Everything from the line that holds "Could you point to every instance of the man's grey" through the end of the data below should be output exactly, both ends included.

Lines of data
start

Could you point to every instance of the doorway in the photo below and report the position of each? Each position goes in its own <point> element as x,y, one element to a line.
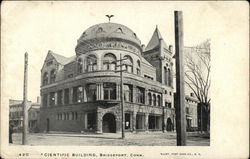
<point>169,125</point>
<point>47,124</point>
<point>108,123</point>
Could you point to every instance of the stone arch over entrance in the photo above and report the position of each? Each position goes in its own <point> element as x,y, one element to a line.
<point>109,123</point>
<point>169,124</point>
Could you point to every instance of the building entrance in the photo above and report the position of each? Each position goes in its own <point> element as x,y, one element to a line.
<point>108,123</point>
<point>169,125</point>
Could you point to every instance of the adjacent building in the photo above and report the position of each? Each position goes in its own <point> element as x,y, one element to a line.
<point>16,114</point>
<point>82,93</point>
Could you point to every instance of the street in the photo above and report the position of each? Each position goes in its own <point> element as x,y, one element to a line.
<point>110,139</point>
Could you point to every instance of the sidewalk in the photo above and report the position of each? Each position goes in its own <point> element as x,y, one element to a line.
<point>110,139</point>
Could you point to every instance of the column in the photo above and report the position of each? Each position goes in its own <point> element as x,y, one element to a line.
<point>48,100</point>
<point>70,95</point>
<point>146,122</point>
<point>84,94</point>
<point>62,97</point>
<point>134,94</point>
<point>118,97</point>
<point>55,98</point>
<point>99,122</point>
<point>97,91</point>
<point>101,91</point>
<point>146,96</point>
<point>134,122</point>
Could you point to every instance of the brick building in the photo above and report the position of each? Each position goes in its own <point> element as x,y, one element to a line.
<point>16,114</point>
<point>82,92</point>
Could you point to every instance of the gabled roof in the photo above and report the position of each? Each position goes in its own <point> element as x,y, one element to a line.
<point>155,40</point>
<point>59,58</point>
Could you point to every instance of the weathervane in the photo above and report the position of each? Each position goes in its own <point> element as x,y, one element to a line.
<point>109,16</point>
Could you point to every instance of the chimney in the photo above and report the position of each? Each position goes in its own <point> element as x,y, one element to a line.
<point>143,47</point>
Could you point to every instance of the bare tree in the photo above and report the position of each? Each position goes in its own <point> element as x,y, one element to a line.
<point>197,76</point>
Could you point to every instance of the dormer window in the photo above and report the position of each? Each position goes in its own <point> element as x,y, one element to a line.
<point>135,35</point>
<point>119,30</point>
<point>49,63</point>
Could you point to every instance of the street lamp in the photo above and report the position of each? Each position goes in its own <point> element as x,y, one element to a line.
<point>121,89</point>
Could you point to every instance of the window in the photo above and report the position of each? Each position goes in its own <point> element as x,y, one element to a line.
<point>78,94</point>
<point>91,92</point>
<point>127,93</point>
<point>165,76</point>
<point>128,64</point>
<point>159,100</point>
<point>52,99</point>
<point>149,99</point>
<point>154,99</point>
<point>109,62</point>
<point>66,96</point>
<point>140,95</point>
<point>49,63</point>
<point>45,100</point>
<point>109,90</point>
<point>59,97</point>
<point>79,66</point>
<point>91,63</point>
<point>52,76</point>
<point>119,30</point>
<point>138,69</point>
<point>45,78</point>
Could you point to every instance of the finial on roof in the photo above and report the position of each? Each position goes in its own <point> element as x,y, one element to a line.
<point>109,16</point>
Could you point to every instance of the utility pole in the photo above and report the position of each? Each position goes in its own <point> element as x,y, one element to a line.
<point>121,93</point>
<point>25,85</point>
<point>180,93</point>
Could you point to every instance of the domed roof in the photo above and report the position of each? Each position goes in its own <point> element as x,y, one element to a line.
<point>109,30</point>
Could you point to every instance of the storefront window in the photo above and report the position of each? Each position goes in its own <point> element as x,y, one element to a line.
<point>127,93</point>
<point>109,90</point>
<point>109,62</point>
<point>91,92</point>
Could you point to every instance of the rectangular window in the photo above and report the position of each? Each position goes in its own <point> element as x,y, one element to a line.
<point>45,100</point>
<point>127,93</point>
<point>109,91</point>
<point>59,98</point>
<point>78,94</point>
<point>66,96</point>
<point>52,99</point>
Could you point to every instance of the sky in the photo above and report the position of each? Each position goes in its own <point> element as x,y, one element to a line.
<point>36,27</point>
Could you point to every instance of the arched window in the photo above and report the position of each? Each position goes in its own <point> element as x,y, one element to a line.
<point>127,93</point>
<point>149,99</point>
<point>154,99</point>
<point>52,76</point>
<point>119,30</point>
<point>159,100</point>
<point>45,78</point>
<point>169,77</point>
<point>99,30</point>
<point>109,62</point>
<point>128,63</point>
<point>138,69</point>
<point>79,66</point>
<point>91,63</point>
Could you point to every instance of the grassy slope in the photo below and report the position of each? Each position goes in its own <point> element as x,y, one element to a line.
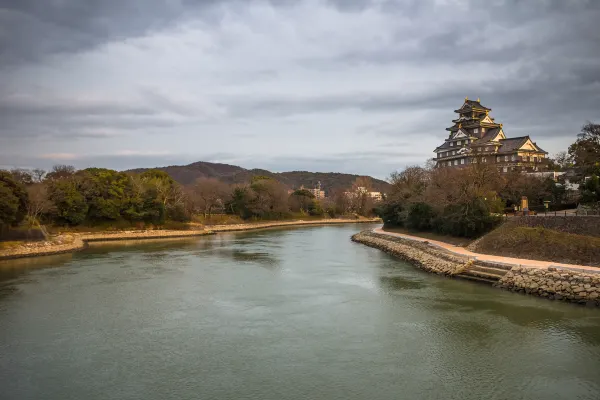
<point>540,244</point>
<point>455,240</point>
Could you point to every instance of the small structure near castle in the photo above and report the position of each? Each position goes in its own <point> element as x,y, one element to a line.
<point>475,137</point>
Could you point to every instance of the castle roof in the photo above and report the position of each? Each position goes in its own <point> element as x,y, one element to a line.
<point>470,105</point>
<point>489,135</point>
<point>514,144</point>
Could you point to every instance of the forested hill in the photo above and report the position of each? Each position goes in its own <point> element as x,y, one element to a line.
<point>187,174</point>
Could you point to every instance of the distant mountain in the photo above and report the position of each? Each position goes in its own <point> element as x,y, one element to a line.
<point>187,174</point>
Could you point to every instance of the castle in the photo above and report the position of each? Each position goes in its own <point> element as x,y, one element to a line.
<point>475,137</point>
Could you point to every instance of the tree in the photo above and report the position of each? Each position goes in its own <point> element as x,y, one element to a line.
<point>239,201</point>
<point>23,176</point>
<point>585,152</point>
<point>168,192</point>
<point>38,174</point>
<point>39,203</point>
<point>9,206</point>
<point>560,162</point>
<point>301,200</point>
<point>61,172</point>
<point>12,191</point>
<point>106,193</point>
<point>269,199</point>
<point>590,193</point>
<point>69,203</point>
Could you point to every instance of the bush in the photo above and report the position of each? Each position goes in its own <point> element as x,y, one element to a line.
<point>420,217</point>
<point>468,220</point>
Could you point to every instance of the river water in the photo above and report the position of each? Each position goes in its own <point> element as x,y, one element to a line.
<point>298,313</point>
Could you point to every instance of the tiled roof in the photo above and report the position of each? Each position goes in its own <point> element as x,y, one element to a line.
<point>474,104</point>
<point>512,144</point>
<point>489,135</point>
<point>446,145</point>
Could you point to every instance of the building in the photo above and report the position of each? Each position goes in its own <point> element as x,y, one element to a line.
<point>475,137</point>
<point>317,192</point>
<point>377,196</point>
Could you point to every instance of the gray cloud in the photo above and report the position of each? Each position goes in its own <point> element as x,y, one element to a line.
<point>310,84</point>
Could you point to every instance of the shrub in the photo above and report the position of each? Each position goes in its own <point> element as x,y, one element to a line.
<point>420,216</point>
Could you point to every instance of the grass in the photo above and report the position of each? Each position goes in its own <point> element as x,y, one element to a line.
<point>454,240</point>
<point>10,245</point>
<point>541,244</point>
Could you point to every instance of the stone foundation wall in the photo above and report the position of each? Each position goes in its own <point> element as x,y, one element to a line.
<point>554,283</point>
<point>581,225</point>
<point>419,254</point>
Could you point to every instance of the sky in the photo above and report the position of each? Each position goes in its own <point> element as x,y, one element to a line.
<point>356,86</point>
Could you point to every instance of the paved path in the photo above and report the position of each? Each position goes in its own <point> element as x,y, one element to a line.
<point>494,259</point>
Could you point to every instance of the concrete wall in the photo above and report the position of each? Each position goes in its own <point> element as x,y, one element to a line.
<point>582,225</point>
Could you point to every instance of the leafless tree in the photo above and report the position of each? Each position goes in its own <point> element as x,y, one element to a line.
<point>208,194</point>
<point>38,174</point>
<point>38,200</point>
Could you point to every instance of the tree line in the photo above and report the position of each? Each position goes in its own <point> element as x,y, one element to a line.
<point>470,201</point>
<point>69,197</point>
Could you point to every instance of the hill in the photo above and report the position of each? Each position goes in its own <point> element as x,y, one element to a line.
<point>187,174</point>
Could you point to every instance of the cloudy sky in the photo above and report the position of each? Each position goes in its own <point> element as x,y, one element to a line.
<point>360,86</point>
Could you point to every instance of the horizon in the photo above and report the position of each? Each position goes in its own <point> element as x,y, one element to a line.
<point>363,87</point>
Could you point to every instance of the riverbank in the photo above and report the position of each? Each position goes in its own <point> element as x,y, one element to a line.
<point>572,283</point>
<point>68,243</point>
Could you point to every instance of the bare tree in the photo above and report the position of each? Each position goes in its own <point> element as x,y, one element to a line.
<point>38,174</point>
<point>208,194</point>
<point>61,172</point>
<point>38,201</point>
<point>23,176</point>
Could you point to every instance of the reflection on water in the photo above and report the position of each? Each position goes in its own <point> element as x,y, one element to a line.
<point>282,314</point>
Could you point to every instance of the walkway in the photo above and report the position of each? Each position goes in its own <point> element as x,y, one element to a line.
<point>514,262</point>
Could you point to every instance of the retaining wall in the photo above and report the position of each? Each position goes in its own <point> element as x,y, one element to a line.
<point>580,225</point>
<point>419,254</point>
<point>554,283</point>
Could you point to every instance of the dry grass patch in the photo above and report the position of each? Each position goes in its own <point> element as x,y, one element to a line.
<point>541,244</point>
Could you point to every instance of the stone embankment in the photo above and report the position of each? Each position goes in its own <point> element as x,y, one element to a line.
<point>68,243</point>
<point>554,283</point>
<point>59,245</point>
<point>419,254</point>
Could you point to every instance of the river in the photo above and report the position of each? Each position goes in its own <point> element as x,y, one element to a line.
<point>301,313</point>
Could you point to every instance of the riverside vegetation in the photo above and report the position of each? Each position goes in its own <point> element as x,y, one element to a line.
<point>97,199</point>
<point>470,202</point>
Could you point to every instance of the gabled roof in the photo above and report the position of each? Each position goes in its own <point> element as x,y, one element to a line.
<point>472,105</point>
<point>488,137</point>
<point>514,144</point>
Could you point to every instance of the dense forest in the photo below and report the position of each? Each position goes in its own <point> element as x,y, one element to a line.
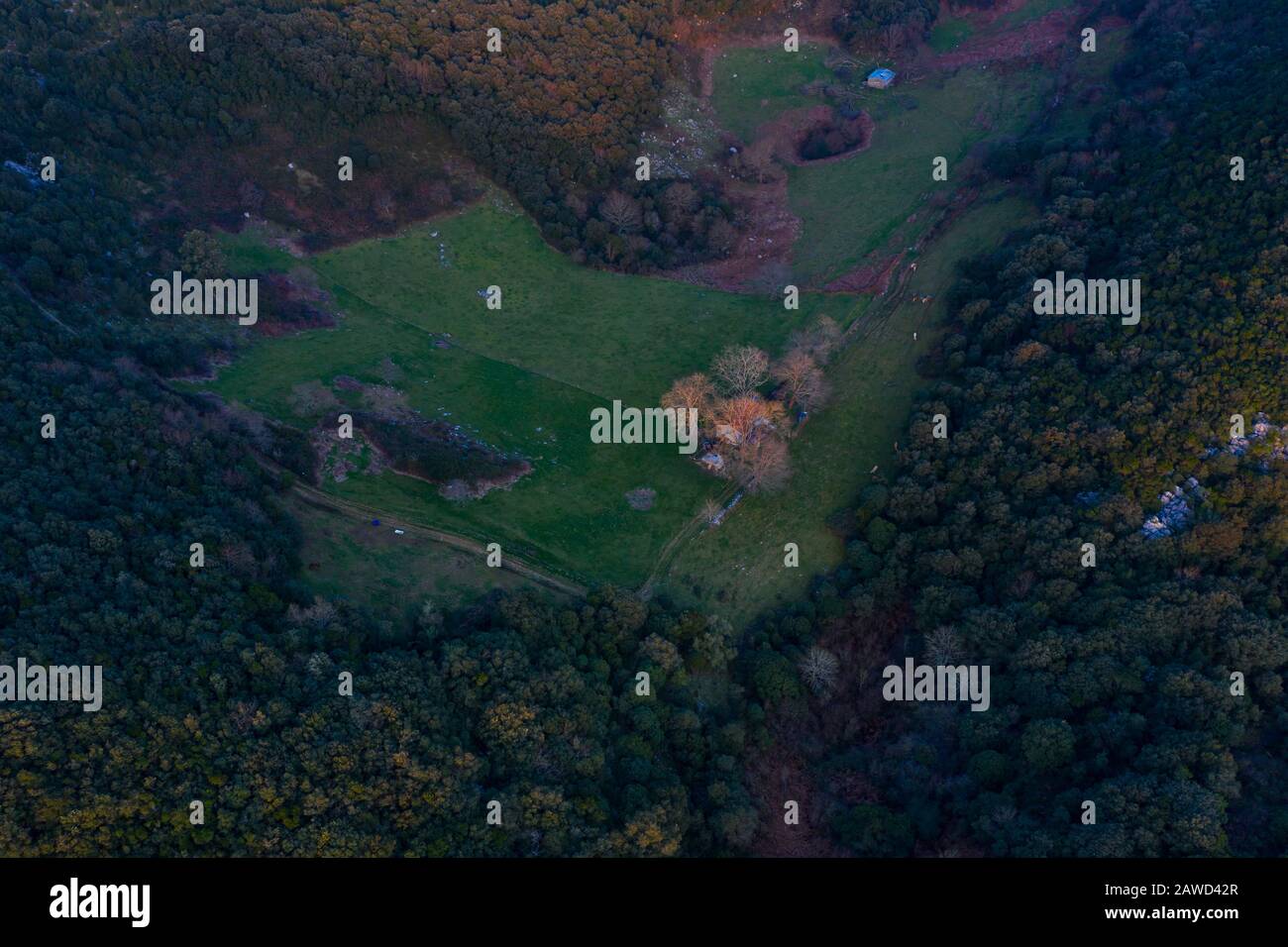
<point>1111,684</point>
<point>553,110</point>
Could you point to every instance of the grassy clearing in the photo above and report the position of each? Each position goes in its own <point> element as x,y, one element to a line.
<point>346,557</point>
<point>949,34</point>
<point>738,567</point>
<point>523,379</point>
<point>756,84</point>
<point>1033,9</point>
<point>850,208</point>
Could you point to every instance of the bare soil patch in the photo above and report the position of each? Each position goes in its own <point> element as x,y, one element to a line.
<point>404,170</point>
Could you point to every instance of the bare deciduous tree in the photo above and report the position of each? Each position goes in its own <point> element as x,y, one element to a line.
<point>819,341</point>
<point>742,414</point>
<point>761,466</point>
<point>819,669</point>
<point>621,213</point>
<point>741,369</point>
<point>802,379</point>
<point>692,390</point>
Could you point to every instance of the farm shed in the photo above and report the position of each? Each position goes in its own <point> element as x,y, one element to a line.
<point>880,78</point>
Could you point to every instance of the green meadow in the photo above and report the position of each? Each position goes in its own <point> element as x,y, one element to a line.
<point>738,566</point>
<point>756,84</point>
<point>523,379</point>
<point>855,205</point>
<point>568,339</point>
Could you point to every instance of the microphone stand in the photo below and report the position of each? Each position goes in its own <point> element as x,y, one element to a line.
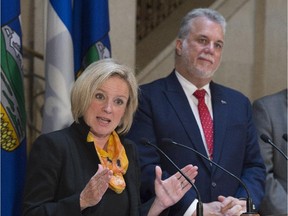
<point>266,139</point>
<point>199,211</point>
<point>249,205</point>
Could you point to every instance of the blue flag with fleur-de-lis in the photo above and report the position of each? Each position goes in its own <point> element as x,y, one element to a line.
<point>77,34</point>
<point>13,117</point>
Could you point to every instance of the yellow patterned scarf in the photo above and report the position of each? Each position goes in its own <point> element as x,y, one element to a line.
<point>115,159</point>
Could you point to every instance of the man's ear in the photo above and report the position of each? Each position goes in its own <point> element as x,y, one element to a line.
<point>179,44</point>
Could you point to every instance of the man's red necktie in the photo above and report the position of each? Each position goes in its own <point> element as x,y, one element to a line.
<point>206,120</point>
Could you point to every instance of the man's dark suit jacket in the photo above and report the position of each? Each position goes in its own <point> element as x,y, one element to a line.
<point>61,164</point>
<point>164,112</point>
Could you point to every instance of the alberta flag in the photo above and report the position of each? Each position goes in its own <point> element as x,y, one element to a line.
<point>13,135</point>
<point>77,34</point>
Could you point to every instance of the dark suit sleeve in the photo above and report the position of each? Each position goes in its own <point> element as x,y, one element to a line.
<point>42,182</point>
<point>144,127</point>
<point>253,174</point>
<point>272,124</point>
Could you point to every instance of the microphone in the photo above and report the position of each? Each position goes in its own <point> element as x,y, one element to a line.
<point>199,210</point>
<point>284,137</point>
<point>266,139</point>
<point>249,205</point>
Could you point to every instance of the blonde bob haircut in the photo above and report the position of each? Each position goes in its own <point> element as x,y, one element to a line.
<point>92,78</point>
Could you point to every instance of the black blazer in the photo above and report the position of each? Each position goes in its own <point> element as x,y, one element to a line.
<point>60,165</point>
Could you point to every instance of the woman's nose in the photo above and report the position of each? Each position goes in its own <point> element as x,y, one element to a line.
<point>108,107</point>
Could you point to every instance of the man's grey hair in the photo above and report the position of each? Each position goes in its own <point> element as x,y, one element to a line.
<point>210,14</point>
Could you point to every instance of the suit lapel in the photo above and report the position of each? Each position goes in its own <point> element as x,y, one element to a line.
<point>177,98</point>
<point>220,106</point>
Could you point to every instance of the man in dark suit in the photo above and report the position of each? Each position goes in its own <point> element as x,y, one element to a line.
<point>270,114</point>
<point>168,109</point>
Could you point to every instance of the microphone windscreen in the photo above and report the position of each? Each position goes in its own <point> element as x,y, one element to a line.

end

Exercise solution >>
Could you point to every instance of the man's grey hair in the photo above and report the position of each? Each position goes in its own <point> element as x,y, one element to a line.
<point>210,14</point>
Could you point to every instance of the suit lapel in the photo above and report the position of each? Each position goes in its own <point> element as x,y, one element to a line.
<point>177,98</point>
<point>220,106</point>
Could you point to every instance of the man in dark suit in the photo above and report the position of each? Each position goes in its own <point> element as x,y, one element to a line.
<point>270,114</point>
<point>168,109</point>
Could you point to every instance of the microphone windscreen in the photo above and report the position of each? Each position goes in its own <point> element as x,y, one element to a line.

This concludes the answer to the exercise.